**ROWS:**
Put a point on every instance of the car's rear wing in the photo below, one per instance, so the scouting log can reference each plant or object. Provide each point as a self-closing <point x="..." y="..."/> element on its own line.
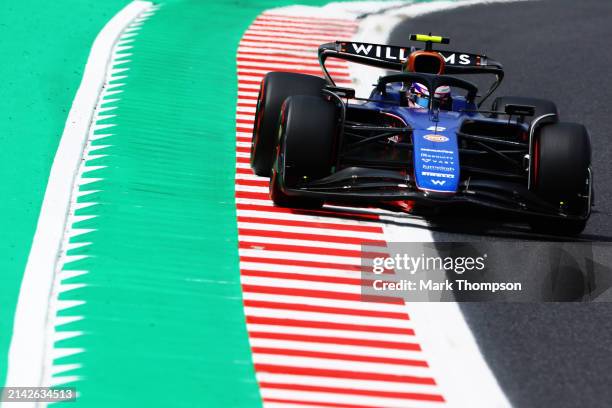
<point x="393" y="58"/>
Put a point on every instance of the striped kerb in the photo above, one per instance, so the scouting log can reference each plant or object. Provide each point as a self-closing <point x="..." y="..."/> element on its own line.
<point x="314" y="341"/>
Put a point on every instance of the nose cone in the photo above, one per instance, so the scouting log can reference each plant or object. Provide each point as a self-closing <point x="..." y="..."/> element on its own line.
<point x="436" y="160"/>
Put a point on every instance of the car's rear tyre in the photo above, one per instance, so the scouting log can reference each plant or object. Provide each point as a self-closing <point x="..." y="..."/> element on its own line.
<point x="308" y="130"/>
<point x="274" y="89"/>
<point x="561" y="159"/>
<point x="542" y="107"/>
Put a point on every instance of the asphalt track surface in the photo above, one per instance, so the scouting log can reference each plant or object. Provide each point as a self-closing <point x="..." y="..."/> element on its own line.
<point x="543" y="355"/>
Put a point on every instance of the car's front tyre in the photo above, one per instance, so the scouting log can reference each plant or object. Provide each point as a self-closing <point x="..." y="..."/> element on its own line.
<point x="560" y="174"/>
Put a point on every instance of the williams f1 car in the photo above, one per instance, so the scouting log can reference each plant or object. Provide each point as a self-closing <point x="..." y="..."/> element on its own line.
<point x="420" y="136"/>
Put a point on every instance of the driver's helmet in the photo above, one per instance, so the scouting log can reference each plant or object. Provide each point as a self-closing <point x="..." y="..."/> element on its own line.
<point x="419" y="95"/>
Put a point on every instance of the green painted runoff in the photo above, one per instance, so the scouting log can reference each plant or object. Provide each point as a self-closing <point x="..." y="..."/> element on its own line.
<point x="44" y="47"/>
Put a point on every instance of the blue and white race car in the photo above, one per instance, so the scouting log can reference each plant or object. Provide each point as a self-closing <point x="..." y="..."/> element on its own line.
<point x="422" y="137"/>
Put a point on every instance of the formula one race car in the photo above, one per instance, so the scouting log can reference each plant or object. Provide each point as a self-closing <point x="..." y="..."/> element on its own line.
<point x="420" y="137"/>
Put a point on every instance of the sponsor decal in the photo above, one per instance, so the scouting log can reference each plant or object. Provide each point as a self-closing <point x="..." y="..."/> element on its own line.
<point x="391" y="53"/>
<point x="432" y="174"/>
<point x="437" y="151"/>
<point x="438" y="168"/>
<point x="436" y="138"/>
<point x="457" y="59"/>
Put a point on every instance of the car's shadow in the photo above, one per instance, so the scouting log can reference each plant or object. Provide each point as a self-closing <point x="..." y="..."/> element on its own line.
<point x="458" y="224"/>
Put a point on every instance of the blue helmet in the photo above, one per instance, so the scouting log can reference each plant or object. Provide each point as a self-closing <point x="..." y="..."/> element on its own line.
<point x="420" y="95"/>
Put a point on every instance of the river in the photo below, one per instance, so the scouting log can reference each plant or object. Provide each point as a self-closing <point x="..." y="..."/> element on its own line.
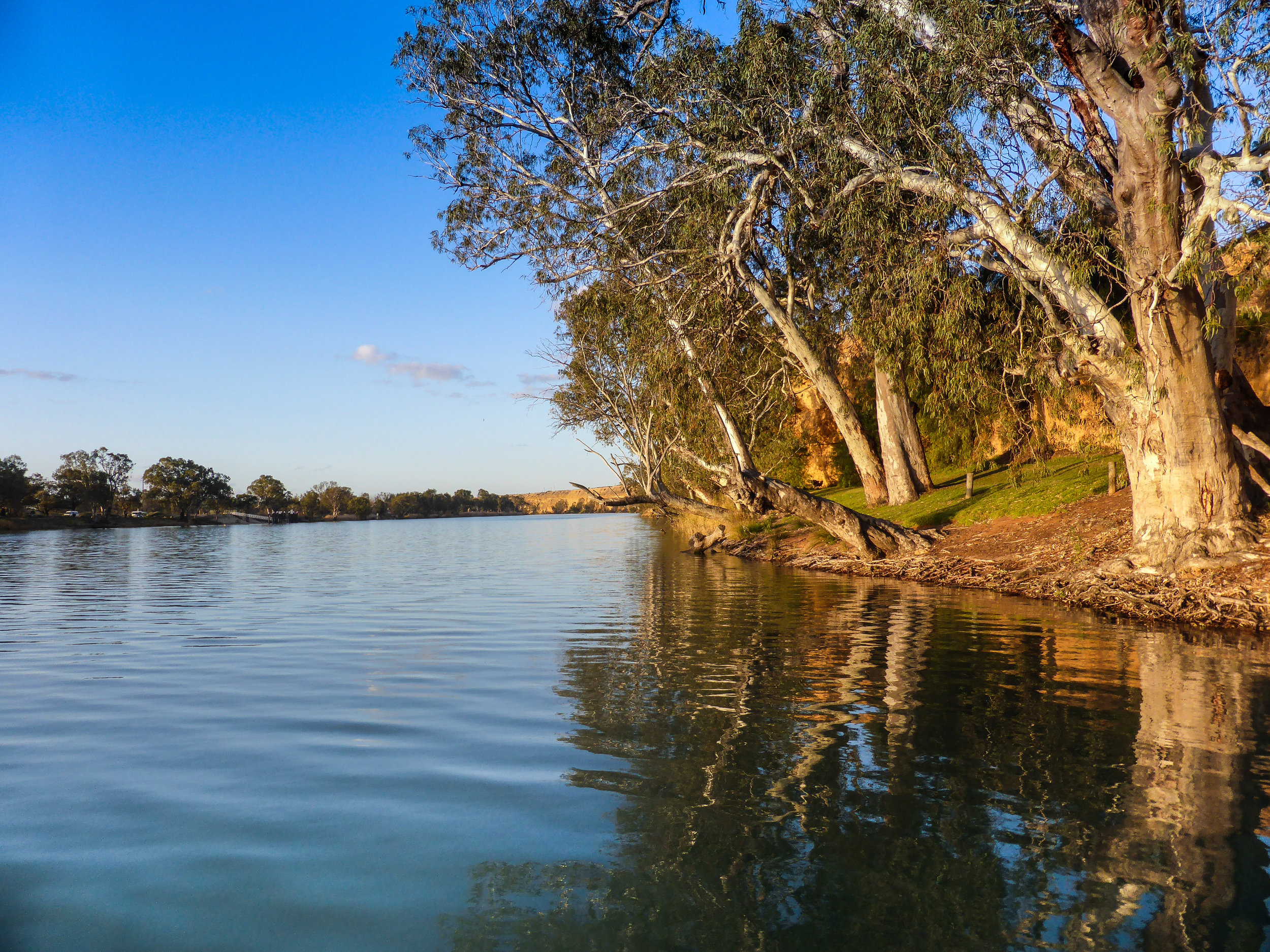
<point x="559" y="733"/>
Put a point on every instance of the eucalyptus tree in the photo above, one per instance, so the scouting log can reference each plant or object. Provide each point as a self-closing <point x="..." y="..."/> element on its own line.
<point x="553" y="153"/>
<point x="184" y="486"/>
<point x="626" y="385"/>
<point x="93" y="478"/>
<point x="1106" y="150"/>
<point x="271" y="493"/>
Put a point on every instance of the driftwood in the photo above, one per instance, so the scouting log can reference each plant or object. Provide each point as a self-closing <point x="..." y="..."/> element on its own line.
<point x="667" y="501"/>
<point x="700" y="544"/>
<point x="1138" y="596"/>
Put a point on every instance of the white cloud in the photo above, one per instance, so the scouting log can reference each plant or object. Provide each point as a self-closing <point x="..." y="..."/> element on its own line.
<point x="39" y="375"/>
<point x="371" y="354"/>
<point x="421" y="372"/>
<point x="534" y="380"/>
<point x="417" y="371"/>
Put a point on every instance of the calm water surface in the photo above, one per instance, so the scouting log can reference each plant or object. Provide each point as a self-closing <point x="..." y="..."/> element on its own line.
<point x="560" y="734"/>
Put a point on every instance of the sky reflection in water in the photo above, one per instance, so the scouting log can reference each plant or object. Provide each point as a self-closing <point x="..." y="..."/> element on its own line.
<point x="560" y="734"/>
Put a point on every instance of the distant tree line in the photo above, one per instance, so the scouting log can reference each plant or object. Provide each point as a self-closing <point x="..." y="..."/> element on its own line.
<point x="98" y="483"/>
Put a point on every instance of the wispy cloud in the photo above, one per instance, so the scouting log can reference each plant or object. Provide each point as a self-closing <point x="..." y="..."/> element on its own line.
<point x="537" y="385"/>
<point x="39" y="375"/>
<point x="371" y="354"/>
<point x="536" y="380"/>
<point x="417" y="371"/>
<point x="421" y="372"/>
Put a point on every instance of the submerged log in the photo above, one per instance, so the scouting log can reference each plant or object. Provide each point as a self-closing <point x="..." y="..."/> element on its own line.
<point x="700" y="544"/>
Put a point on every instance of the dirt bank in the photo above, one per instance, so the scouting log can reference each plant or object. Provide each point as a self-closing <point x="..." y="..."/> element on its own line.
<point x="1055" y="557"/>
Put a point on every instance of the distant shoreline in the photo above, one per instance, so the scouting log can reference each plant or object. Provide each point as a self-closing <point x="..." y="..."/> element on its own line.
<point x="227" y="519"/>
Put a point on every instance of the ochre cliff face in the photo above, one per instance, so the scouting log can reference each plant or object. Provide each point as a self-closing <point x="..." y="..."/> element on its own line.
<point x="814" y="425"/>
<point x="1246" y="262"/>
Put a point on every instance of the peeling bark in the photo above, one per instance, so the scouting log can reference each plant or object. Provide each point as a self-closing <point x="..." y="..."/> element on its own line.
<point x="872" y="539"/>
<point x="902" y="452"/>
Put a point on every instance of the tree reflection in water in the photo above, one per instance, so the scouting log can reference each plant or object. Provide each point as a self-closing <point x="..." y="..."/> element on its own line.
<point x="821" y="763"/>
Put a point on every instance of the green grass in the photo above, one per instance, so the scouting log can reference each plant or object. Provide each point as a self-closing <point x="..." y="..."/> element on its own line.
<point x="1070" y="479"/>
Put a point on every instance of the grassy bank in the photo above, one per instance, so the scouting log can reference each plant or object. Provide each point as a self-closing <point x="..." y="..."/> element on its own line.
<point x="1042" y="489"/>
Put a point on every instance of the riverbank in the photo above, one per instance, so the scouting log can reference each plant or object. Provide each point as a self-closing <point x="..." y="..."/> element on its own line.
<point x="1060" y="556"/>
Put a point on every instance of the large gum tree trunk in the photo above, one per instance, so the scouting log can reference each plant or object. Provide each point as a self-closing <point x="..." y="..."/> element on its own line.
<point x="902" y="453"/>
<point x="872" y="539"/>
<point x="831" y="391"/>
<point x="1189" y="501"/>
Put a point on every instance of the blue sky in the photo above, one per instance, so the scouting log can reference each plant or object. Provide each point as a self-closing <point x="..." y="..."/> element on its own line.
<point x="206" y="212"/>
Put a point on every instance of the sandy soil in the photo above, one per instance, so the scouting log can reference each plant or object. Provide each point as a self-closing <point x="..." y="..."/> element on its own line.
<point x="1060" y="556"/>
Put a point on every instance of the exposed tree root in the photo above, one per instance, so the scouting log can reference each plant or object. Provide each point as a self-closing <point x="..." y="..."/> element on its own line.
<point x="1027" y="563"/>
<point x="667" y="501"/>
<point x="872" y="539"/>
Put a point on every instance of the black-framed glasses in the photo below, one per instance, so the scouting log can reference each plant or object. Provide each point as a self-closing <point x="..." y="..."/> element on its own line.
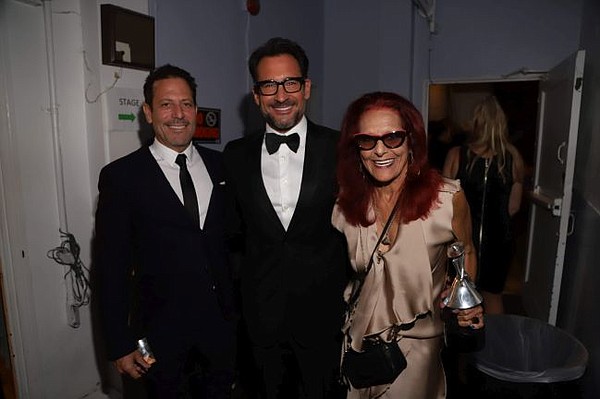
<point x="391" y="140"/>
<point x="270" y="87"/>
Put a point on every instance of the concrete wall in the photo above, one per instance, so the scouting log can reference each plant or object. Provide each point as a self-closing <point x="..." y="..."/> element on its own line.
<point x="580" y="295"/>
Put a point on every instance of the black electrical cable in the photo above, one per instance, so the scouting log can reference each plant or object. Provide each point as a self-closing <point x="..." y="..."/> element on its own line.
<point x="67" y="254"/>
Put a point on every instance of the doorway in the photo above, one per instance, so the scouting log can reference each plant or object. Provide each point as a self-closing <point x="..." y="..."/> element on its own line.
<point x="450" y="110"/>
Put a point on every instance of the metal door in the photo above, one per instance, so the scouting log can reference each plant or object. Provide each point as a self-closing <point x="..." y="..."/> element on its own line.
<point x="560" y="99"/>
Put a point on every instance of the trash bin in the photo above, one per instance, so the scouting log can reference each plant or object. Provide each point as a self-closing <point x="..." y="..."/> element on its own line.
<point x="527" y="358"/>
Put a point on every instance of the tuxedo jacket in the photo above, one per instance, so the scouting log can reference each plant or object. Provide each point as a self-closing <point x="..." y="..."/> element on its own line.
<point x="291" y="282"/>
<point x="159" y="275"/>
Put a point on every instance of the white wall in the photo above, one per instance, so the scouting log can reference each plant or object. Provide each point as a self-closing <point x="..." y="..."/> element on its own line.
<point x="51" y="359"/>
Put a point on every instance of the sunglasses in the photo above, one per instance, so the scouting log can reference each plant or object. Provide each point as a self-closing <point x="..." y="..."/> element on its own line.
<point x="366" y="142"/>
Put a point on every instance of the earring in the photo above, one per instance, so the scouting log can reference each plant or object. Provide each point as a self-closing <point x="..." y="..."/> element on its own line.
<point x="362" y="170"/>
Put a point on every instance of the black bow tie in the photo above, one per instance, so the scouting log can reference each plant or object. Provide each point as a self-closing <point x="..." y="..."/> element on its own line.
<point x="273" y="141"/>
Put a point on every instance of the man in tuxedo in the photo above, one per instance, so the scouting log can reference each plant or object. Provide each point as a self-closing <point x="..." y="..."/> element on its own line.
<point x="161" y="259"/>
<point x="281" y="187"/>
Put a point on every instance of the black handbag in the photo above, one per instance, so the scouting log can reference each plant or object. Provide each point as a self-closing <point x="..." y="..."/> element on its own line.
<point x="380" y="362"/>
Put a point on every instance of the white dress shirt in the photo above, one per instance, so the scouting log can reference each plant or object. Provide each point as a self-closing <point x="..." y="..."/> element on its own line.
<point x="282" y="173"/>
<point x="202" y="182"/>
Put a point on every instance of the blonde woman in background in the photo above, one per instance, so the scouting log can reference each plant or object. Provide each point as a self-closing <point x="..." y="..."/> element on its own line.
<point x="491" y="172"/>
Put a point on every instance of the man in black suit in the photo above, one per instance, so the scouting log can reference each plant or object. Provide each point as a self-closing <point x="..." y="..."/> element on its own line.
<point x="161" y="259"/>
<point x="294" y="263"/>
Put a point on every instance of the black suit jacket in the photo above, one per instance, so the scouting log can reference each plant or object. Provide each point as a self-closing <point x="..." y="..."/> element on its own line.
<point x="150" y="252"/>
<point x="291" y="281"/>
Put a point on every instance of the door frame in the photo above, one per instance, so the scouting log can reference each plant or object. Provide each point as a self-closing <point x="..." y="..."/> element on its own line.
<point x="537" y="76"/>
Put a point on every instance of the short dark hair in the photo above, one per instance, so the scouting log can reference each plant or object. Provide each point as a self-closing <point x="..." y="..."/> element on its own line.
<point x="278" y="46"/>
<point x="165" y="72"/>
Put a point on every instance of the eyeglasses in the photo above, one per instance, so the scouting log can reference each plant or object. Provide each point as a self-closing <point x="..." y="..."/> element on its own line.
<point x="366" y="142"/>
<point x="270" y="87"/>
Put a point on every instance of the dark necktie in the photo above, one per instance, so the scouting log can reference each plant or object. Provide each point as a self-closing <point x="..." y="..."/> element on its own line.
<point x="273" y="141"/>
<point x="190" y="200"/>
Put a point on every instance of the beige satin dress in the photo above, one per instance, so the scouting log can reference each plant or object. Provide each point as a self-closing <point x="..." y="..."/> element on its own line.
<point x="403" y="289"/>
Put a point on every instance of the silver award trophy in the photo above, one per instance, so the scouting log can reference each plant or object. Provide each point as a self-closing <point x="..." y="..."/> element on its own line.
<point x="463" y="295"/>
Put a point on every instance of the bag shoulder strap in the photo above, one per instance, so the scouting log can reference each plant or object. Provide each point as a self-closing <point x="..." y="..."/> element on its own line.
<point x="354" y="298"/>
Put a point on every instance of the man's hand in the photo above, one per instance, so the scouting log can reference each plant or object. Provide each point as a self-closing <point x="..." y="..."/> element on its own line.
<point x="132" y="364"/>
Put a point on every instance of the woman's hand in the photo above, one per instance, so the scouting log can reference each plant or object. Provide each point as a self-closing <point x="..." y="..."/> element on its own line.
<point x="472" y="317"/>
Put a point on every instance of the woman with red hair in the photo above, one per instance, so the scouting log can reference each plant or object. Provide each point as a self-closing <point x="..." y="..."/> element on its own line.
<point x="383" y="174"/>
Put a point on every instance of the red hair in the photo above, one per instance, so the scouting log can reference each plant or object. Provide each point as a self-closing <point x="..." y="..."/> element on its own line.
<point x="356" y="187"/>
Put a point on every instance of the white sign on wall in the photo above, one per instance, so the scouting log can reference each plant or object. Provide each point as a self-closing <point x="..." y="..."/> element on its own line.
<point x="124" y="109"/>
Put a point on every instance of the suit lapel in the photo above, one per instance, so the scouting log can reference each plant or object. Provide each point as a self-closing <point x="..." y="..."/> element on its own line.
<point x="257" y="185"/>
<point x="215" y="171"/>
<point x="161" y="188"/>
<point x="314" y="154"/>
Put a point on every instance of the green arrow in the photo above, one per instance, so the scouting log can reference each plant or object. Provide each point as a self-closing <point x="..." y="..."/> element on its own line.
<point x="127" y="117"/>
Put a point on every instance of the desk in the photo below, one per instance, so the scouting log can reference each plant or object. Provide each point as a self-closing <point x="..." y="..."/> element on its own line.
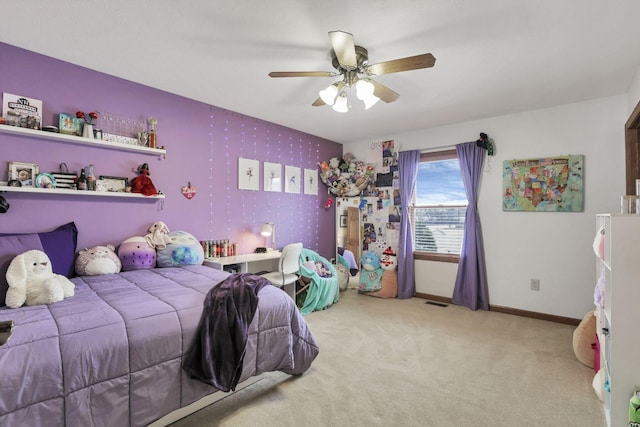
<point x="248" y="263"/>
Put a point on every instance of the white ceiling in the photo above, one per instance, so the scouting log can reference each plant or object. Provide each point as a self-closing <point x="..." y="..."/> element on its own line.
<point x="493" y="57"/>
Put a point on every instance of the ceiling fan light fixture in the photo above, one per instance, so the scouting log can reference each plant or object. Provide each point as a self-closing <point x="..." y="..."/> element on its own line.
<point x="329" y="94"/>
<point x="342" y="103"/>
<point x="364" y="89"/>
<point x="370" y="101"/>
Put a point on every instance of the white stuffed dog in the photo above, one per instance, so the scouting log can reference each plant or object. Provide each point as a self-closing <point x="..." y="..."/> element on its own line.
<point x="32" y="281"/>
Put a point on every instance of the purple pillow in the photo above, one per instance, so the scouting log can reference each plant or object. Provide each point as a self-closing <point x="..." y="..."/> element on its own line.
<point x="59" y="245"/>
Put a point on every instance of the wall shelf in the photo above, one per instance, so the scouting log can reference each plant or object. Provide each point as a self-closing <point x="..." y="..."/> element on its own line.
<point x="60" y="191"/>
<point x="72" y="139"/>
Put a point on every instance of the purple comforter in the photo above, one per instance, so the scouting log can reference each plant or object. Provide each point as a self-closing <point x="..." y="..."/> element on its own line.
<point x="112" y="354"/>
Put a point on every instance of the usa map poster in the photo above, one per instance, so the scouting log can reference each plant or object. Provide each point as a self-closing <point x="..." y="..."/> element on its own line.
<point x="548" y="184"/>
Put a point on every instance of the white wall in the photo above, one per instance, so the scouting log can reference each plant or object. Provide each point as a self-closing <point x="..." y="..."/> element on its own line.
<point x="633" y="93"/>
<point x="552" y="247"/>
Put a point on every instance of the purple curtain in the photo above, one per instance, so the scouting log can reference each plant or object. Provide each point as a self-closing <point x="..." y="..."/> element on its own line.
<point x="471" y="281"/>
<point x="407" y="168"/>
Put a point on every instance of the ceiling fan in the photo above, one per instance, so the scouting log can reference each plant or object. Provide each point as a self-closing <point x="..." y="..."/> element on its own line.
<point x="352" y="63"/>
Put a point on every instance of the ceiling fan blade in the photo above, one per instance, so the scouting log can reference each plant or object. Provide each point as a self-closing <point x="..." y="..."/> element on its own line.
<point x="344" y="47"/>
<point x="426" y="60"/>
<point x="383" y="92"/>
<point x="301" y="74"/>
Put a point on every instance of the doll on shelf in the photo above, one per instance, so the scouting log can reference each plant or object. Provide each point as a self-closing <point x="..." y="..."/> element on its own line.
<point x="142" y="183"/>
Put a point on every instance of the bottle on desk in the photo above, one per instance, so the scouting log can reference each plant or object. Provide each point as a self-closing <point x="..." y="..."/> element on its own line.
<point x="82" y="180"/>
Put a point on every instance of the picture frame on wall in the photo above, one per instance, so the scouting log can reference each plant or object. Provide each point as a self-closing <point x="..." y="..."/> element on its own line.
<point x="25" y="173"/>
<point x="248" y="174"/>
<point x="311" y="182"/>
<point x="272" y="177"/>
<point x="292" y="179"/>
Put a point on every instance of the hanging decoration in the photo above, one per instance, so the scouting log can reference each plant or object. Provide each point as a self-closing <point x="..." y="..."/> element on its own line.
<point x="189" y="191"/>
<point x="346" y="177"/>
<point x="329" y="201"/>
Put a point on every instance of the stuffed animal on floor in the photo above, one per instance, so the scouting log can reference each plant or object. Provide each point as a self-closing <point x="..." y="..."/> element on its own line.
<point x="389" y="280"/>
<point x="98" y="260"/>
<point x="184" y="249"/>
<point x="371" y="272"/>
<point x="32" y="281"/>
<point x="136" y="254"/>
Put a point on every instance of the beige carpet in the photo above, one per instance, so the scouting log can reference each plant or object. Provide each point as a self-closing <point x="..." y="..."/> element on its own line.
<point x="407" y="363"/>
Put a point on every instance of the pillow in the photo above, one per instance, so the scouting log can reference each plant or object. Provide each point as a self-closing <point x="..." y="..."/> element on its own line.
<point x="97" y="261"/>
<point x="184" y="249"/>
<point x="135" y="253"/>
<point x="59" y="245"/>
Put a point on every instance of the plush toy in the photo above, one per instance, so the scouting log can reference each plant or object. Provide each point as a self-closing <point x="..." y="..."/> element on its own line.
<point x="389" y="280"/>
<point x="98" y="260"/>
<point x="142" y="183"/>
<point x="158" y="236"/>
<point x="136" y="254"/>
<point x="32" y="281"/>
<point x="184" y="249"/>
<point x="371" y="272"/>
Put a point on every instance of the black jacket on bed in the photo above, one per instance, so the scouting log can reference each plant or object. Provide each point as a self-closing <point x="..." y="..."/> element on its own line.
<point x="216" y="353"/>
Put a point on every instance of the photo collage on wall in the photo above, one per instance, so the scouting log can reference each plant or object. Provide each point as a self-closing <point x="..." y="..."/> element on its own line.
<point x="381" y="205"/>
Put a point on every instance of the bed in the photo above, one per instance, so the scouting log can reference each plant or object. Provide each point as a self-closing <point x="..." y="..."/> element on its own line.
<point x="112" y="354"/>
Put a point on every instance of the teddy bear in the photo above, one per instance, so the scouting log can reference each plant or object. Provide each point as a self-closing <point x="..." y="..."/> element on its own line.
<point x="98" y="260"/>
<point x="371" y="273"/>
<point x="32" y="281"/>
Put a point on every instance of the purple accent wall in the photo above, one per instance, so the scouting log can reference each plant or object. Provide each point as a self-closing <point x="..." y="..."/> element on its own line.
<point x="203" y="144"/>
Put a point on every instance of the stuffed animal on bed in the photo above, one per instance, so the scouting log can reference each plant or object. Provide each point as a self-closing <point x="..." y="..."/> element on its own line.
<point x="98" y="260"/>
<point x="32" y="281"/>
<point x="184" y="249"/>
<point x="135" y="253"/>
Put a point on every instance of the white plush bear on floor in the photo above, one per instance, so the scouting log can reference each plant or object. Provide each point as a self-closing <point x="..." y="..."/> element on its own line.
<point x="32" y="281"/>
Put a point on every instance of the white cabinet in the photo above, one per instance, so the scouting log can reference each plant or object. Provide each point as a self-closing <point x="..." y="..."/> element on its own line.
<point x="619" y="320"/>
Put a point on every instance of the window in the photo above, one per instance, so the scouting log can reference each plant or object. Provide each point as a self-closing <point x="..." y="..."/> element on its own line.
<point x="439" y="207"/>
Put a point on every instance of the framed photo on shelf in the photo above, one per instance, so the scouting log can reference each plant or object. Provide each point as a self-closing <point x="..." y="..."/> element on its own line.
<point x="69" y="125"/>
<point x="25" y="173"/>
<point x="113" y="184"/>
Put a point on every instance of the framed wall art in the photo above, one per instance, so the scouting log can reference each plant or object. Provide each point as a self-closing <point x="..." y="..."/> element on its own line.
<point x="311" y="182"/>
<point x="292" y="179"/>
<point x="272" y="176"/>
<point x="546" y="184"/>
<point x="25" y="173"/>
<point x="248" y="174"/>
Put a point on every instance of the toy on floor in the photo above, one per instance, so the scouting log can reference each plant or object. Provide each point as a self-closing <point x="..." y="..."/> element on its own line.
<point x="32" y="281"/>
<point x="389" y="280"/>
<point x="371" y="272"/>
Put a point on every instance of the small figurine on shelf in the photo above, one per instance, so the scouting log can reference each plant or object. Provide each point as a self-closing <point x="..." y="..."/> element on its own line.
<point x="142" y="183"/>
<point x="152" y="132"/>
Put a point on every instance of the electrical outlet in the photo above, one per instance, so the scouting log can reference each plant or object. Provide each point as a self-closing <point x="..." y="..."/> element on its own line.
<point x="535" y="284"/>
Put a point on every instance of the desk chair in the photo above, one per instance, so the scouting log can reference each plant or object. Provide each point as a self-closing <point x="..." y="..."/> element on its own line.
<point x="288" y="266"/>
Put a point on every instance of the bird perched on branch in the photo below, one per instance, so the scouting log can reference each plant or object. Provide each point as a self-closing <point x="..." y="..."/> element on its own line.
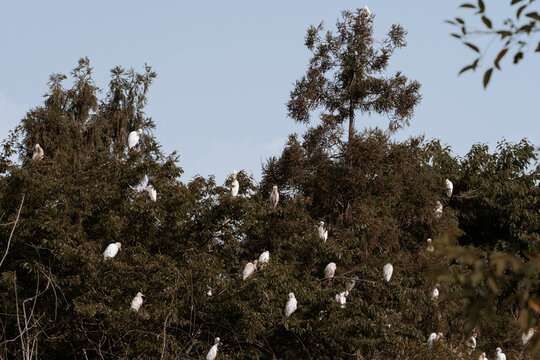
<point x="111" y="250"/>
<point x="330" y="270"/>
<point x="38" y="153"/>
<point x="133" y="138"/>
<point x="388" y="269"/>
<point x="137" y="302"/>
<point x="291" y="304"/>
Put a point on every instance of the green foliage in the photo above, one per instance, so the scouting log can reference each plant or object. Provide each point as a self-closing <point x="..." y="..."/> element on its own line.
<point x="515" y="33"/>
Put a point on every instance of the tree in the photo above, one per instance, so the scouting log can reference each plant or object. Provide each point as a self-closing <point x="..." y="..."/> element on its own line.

**INSTRUCTION:**
Write out, exactly, each line from the one containing "Put a point on every instance of the desk chair" down to the final line of the data above. Both of those lines count, and the pictures are left out.

**WRITTEN REPLY:**
Put a point on every instance of the desk chair in the photo above, one per instance, so the scouting log can reference each plant or object. Provide each point as a self-closing <point x="..." y="..."/> element on its own line.
<point x="288" y="266"/>
Put a point on every instance of the bird perched on branch in the photo below, one per instance, so the scouting log can reference each plant or object. Provide each point as a self-closing <point x="..." y="..."/> element on its own line.
<point x="111" y="250"/>
<point x="330" y="270"/>
<point x="38" y="153"/>
<point x="133" y="138"/>
<point x="388" y="269"/>
<point x="137" y="302"/>
<point x="291" y="304"/>
Put a point on every instance of the green foliage in the photo above, one per instance, so the scouting log can reference each plant or object. Provide each point as a self-closing <point x="..." y="..."/> element on its own line.
<point x="515" y="33"/>
Put a point on every instance of the tree in the photo above, one per instance, so the scouting log can reference each plant or object. Provide each point as a self-closing <point x="..." y="..."/> element on its own line.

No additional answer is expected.